# Lanzar Optidrice 6.5 comps A+++++



## Abqrb2000 (May 20, 2007)

I recently installed the black Optidrive 6.5 comp set in my 1990 Mustang. I have fully deadened the door panels but have not covered the holes or used any acoustic foam yet. I was very skeptical at first. 
After three weeks of running them as hard as I can...WOW! They are absolutely awesome. The mids shake my mirrors and the titanium tweets are crystal clear. I would have been happy paying 400.00 for the set that cost only 109.00 shipped. They handle all the power with great precision and clarity. 
I love the old school Lanzar amps. I have several and am running An Opti 2100 on them no so they are getting 100 rms per side. I will eventually bridge my Opti4150 to them at 150+ rms per side. 



One Pair Laminated Paper Cone Mids:
* 6.5" Midrange Driver
* Paper Coating Cone
* 3" Black Aluminum Voice Coil
* Butyl Rubber Surround
* 250 Watts RMS/ 500 Watts Peak
* Frequency Response: 50-6KHz
* Impedance: 4 Ohms
# One Pair Aluminum Casing Tweeters:
* 1" Titanium Dome Tweeter
* Neodymium Magnet
* Aluminum Housings
* Flush Mount Only
* Frequency Response: 1.2-25KHz
* Impedance: 4 Ohms
# One Pair Passive Crossover Network:
* Two - Way passive Crossovers
* 12dB Octave Slope
* Gold Plated Connectors
* Fully-Protected Circuitr


----------



## Kuztimrodder (Jan 10, 2007)

I havn't heard any Lanzar stuff since the late '80s early '90s when they were top notch. I remember the components at that time sounded really good. I never ran them but a friend sold Lanzar and had them in his car. I loved the Opti amps and have experienced the 2100 and the 4150. I was blown away by the 50C. That amp put out 1'000 watts at 1ohm and was rated as a 50 watt amp. A friend used two Lanzar 15's in a Camaro pushed by a 50C and it blew the panel by the rear seat off, made the hatch lock cylinder fall to pieces and spin in the casing, and pushed the rear glass nearly out of the rubber seal. I'm shocked to hear this review of the newer Lanzar components as I've passed on them since Lanzar sold out to Pyramid(IIRC). This goes to show that most any speaker can be used with good results if you take the time to properly install and tune.

:::::

What this exercise asks:
**A)** In the Lanzar speaker thread, condense the paragraph that opens with "After three weeks of running them" into a short bulleted list that keeps its main facts.
**B)** According to the Lanzar speaker thread, what did the component set cost, shipped?
**C)** Retype the passage of the Lanzar speaker thread starting with "## Abqrb2000 (May" and going on through "skeptical at first.".
The material here has no connection to the Lanzar speaker thread.

(Records from a data collection)

:::::

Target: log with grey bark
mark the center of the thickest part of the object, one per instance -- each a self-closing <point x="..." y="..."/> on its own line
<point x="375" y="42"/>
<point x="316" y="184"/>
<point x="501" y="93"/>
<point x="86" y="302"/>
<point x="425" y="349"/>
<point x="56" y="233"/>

:::::

Outputs by task:
**A)**
- Ran hard for three weeks; the reviewer is amazed.
- Mids shake the mirrors; titanium tweeters are crystal clear.
- Would have paid 400.00, but the set cost only 109.00 shipped.
- Handles all the power with precision and clarity.

**B)** 109.00

**C)**
## Abqrb2000 (May 20, 2007)

I recently installed the black Optidrive 6.5 comp set in my 1990 Mustang. I have fully deadened the door panels but have not covered the holes or used any acoustic foam yet. I was very skeptical at first.